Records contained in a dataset
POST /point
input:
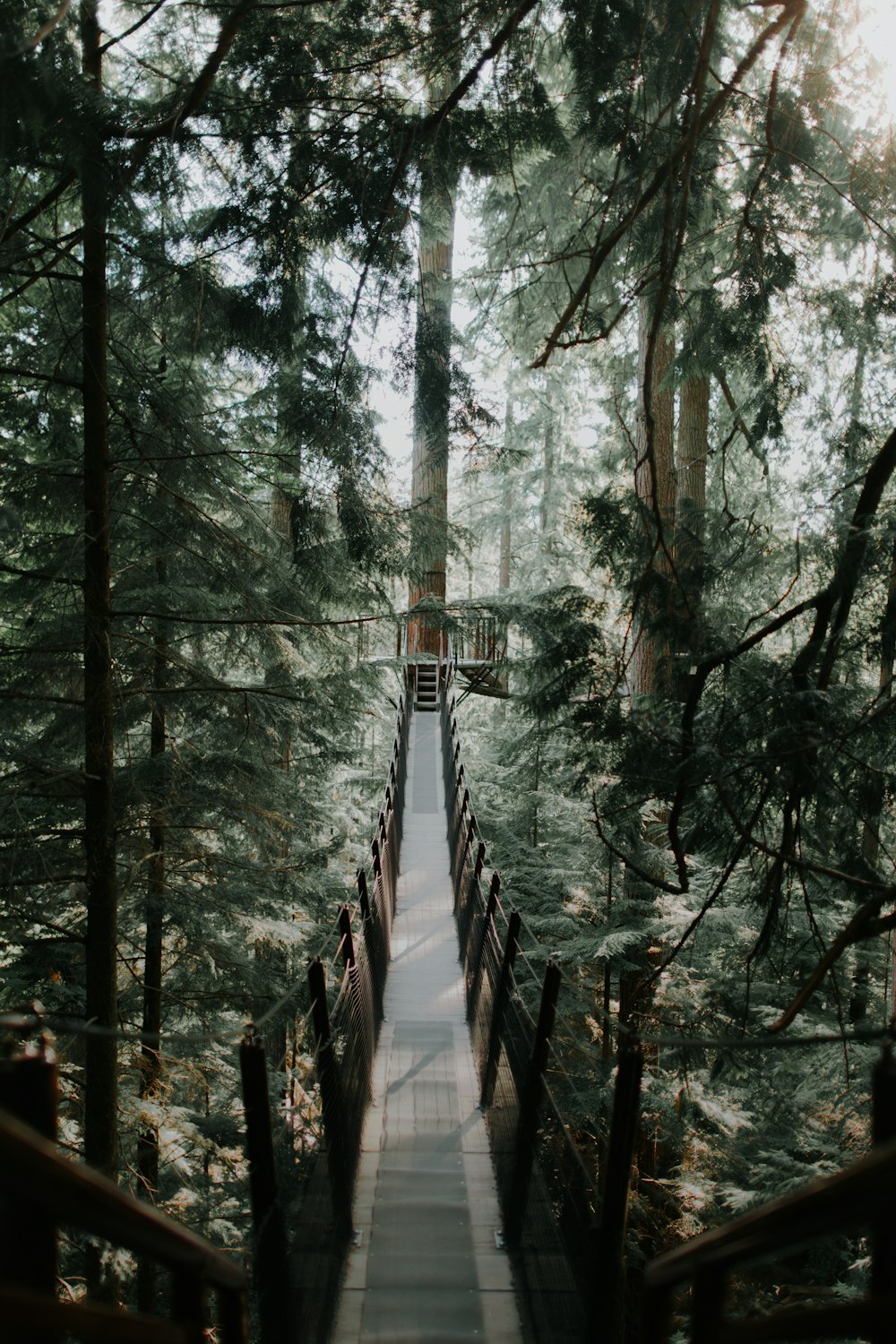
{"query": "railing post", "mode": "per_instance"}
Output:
(338, 1160)
(487, 916)
(188, 1305)
(29, 1090)
(498, 1010)
(530, 1102)
(271, 1258)
(349, 943)
(883, 1239)
(616, 1185)
(375, 948)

* [Task brief] Write out all the rows above again with their requests, and shift every point coordinate in the answers by adding 50 to each number. Leave the pictures out.

* [Exercise solution]
POST /point
input:
{"query": "railing post", "mode": "per_instance"}
Output:
(388, 1210)
(537, 966)
(238, 1355)
(79, 1140)
(548, 1060)
(580, 1152)
(321, 1308)
(399, 993)
(933, 1289)
(666, 1235)
(425, 998)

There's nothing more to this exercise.